**Problem to solve:** Print the entire listing below line for line, with every character unchanged.
## begin
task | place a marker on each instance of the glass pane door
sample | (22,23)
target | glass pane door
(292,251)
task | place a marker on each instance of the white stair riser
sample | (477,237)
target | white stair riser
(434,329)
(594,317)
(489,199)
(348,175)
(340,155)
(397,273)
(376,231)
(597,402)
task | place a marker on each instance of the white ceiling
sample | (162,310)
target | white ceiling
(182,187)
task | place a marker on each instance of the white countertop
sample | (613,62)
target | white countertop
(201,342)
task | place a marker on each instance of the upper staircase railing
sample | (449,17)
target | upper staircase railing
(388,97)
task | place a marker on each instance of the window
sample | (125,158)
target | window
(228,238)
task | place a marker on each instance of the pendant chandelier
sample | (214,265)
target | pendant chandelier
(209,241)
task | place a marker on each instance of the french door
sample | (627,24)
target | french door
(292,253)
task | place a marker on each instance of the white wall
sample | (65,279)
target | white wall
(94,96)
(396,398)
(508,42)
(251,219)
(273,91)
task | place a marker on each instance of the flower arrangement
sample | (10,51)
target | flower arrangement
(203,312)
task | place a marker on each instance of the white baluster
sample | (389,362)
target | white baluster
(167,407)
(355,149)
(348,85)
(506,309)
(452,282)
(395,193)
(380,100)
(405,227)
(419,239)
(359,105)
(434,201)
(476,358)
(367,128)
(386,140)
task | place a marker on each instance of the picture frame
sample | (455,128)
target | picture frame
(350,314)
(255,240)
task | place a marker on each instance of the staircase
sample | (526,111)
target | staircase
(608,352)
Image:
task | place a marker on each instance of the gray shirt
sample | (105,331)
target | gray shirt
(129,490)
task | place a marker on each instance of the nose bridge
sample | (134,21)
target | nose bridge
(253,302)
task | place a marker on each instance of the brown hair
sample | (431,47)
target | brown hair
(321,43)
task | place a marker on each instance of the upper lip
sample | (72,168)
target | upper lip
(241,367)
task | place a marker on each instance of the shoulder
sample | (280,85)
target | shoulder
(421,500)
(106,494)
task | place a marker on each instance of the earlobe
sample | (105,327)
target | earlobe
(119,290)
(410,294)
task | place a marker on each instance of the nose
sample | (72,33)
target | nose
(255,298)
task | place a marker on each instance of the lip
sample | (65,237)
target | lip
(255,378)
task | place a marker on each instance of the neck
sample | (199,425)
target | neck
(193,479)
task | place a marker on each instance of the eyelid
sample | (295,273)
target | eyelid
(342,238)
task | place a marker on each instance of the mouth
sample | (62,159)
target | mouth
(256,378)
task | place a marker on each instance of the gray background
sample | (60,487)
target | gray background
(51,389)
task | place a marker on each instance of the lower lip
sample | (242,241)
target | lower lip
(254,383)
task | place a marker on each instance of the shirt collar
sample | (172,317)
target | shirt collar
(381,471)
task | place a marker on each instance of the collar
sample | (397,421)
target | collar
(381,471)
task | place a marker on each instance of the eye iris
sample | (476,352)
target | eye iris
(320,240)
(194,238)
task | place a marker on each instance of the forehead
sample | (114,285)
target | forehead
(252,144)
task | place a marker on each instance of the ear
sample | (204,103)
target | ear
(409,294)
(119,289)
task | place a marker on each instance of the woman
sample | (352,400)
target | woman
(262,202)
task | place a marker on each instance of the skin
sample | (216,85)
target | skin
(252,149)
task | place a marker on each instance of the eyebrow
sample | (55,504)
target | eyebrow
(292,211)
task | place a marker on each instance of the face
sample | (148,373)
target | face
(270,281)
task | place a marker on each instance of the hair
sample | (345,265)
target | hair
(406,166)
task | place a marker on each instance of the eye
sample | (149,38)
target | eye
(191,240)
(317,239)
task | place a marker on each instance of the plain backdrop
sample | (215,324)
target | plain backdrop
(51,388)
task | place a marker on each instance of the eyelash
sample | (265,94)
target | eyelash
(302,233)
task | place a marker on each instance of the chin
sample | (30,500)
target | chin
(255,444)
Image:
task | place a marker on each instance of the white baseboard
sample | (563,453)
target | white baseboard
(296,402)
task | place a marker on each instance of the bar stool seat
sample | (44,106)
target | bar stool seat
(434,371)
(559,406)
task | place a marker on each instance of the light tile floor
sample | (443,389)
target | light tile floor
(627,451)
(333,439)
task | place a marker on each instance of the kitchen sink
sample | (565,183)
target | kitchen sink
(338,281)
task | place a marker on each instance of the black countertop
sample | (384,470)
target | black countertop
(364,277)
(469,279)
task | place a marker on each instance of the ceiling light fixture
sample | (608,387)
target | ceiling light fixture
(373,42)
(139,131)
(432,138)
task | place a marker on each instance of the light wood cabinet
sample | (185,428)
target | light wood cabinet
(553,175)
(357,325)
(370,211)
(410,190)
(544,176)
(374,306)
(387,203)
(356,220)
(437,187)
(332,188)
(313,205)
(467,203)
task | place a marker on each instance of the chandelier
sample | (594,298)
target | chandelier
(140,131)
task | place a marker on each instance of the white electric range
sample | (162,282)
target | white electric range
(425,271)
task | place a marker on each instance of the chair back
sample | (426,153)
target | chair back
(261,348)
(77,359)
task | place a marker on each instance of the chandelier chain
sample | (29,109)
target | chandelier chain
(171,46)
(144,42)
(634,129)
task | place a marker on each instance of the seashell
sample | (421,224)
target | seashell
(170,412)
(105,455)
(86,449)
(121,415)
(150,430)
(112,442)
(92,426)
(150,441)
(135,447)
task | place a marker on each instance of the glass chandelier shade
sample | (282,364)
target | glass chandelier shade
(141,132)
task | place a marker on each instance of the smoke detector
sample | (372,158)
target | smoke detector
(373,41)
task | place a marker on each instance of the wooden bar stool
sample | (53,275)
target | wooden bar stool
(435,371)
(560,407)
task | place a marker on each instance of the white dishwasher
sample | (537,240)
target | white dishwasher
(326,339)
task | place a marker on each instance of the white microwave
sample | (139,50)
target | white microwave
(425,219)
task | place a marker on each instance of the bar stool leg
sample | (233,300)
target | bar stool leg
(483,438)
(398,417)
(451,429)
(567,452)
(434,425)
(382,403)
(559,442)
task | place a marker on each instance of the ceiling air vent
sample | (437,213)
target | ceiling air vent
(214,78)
## end
**Answer to this task:**
task | place a marker on each instance of the glass pane door
sample | (22,23)
target | glass pane door
(292,251)
task | place a marker on each instance of the white stair riser
sample | (477,237)
target | white stair riser
(434,329)
(594,317)
(489,199)
(348,175)
(340,155)
(397,273)
(376,231)
(597,402)
task | place a marker on each instance of the white ceiling
sample | (162,310)
target | white ceiling
(182,187)
task | place a marker on each instance of the white countertop
sample | (613,62)
target | white countertop
(201,342)
task | place a marker on each instance of the upper staircase railing
sample | (449,17)
target | upper staircase railing
(388,97)
task | place a marker on each instance of the window
sample | (125,158)
target | window
(228,238)
task | place a marker on each instance of the pendant chandelier
sample | (214,265)
target | pendant chandelier
(209,241)
task | place a marker on each instance of the french door
sample | (627,24)
target | french door
(292,253)
task | place a marker on each instance of the white wall
sample | (65,279)
target | white wall
(94,96)
(396,398)
(508,42)
(251,219)
(273,91)
task | place a marker on each instance of the flower arrangement
sample | (10,51)
target | flower arrangement
(203,312)
task | place a marker on each instance of the white baluster
sample | (389,362)
target | white baluster
(167,407)
(355,149)
(348,85)
(506,309)
(452,282)
(395,193)
(380,100)
(405,227)
(419,239)
(359,105)
(434,201)
(476,358)
(367,128)
(386,140)
task | place a marker on each instance of the picture frame
sample | (455,128)
target | picture frame
(350,314)
(255,240)
task | place a marker on each instance of the staircase
sample | (526,111)
target | staircase
(608,352)
Image:
task | place a marker on each instance of the gray shirt
sample | (105,331)
target | gray shirt
(129,490)
task | place a marker on each instance of the nose bridge
sample | (134,21)
target | nose bridge
(253,302)
task | place a marker on each instance of the brown hair
sample | (431,47)
target | brown hair
(321,43)
task | place a marker on each instance of the upper lip
sample | (72,168)
target | upper lip
(241,367)
task | place a marker on each instance of the shoulder
sample | (280,85)
target | shoulder
(421,500)
(106,494)
task | place a marker on each instance of the earlobe
sample | (105,327)
target | earlobe
(119,290)
(410,294)
task | place a marker on each instance of the nose
sample | (72,33)
target | nose
(255,298)
task | place a marker on each instance of the lip
sample | (65,237)
target | lip
(255,378)
task | place a marker on each instance of the neck
sample | (199,425)
target | neck
(193,479)
task | place a marker on each instance of the eyelid
sample | (295,273)
target | eyelid
(342,238)
task | place a marker on each instance of the mouth
sample | (62,159)
target | mouth
(256,378)
task | place a marker on each instance of the gray background
sample | (60,487)
target | gray background
(51,389)
task | place a marker on each instance of the lower lip
sample | (242,241)
target | lower lip
(254,383)
task | place a marker on each instance of the shirt collar
sample | (172,317)
target | shirt collar
(381,471)
task | place a marker on each instance of the collar
sample | (397,421)
target | collar
(381,471)
task | place a marker on each instance of the eye iris
sample | (476,352)
target | eye iris
(320,240)
(194,238)
task | place a marker on each instance of the forehead
sample | (114,285)
target | forehead
(252,144)
task | place a marker on each instance of the ear
sample | (204,103)
target | ear
(409,294)
(119,289)
task | place a marker on each instance of the woman
sample | (352,400)
target | woman
(262,202)
task | place a marker on each instance of the skin
sample | (216,85)
target | skin
(252,149)
task | place a marker on each instance of the eyebrow
sample | (55,504)
target | eyebrow
(292,211)
task | place a marker on each instance of the face
sample | (148,373)
target | face
(270,281)
task | place a marker on each instance of the hair
sample | (345,265)
target | hair
(406,166)
task | place a marker on each instance of the eye
sample | (149,38)
target | eye
(191,240)
(317,239)
task | place a marker on each instance of the plain backdrop
sample | (215,324)
target | plain backdrop
(51,388)
task | place a marker on each instance of the eyelash
sample | (265,94)
target | eyelash
(302,233)
task | place a marker on each instance of the chin
sample | (30,500)
target | chin
(255,444)
Image:
task | place a marker on each instance of the white baseboard
sample | (563,453)
target | white baseboard
(296,402)
task | place a marker on each instance of the bar stool seat
sample | (44,106)
target | bar stool seat
(434,371)
(559,406)
task | place a marker on each instance of the light tile floor
sample | (443,389)
target | light tile floor
(627,451)
(333,439)
task | place a marker on each instance of the kitchen sink
sample | (565,183)
target | kitchen sink
(338,281)
task | place a marker on each instance of the black countertop
sample | (384,470)
target | black countertop
(364,277)
(469,279)
task | place a marker on each instance of the ceiling light fixture
sample | (608,387)
target | ceiling light fixture
(373,42)
(139,131)
(432,138)
task | place a marker on each instance of the light wood cabinet
sample | (185,428)
target | light wood cabinet
(553,175)
(357,325)
(370,211)
(410,190)
(544,176)
(374,306)
(387,203)
(356,220)
(437,187)
(332,188)
(313,205)
(467,203)
task | place a marker on each instance of the chandelier
sample | (594,298)
target | chandelier
(140,131)
task | place a marker on each instance of the white electric range
sample | (162,282)
target | white electric range
(425,271)
task | place a marker on each instance of the chair back
sample | (426,153)
target | chair back
(261,348)
(77,359)
task | place a marker on each instance of the chandelier chain
sample | (29,109)
target | chandelier chain
(171,46)
(144,42)
(634,129)
task | place a marker on each instance of the seashell
sample | (421,224)
target | seashell
(170,412)
(105,455)
(86,449)
(121,415)
(150,430)
(112,442)
(92,426)
(150,441)
(135,447)
task | place a marker on each instance of the glass chandelier shade
sample | (282,364)
target | glass chandelier shade
(141,132)
task | place a marker on each instance of the smoke detector
sample | (372,158)
target | smoke detector
(373,41)
task | place a marker on each instance of the wooden bar stool
sample | (53,275)
target | wooden bar stool
(435,371)
(560,407)
task | place a marker on each instance of the white dishwasher
sample | (537,240)
target | white dishwasher
(326,339)
task | place a marker on each instance of the white microwave
sample | (139,50)
target | white microwave
(425,219)
task | place a marker on each instance of the bar stool leg
sample | (233,300)
target | bar stool leg
(483,438)
(398,417)
(451,429)
(567,452)
(434,425)
(382,403)
(559,442)
task | place a marker on each instance of the ceiling air vent
sample | (437,213)
target | ceiling air vent
(214,78)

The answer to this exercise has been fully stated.